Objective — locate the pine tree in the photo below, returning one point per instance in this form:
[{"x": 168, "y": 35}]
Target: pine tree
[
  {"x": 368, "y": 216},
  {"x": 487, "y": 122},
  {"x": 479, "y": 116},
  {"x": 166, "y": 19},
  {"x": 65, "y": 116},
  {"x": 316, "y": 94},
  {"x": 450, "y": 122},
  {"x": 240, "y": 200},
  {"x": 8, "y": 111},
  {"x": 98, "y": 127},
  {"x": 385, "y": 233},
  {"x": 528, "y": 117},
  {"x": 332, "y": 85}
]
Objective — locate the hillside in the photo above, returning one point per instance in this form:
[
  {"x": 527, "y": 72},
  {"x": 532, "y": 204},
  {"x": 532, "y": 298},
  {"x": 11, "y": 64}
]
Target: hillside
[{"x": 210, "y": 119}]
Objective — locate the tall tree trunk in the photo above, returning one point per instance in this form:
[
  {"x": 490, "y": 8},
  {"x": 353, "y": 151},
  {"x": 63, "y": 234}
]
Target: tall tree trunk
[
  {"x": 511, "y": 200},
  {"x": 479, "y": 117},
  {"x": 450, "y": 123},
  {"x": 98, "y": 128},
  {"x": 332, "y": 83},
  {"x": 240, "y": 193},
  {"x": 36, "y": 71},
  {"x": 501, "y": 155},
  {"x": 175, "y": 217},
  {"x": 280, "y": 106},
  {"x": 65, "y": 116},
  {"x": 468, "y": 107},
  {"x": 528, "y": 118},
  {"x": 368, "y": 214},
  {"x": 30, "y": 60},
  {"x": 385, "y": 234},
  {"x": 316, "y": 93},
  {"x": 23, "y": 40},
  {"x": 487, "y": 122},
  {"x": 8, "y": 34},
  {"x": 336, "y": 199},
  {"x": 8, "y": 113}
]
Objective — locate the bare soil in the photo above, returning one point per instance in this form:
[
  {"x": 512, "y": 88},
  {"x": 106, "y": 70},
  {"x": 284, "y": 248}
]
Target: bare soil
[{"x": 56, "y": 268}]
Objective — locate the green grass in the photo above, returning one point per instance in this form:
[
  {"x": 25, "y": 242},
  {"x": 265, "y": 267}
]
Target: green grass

==============================

Rewrite all of the records above, replacing every "instance" with "occurrence" and leaving everything else unchanged.

*RESPONSE TO THE EXERCISE*
Objective — locate the pine tree in the photo below, returning one point per occurrence in this form:
[{"x": 168, "y": 35}]
Target: pine tree
[
  {"x": 368, "y": 216},
  {"x": 487, "y": 122},
  {"x": 479, "y": 116},
  {"x": 166, "y": 19},
  {"x": 65, "y": 116},
  {"x": 316, "y": 94},
  {"x": 450, "y": 122},
  {"x": 240, "y": 200},
  {"x": 8, "y": 111},
  {"x": 98, "y": 127},
  {"x": 385, "y": 233},
  {"x": 528, "y": 117},
  {"x": 332, "y": 85}
]
Objective — locate the hillside in the photo above, returning one point per occurrence in this form:
[
  {"x": 527, "y": 72},
  {"x": 532, "y": 204},
  {"x": 532, "y": 298},
  {"x": 11, "y": 64}
]
Target: hillside
[{"x": 210, "y": 119}]
Objective — locate the tall tree trunk in the photo above, returning one point per occurrence in this form:
[
  {"x": 490, "y": 8},
  {"x": 353, "y": 151},
  {"x": 63, "y": 234}
]
Target: tall tree trunk
[
  {"x": 511, "y": 200},
  {"x": 479, "y": 117},
  {"x": 450, "y": 123},
  {"x": 98, "y": 128},
  {"x": 332, "y": 83},
  {"x": 240, "y": 193},
  {"x": 36, "y": 71},
  {"x": 501, "y": 155},
  {"x": 175, "y": 217},
  {"x": 280, "y": 106},
  {"x": 65, "y": 116},
  {"x": 468, "y": 107},
  {"x": 528, "y": 118},
  {"x": 368, "y": 214},
  {"x": 30, "y": 60},
  {"x": 385, "y": 234},
  {"x": 316, "y": 93},
  {"x": 23, "y": 40},
  {"x": 487, "y": 122},
  {"x": 8, "y": 34},
  {"x": 336, "y": 199},
  {"x": 8, "y": 113}
]
Objective — locate the bare soil in the photo above, returning one point per occurrence in this form:
[
  {"x": 512, "y": 88},
  {"x": 106, "y": 70},
  {"x": 284, "y": 248}
]
Target: bare soil
[{"x": 56, "y": 268}]
Objective — locate the green grass in the photo above, returning one point per occurrence in this form:
[
  {"x": 25, "y": 242},
  {"x": 265, "y": 267}
]
Target: green grass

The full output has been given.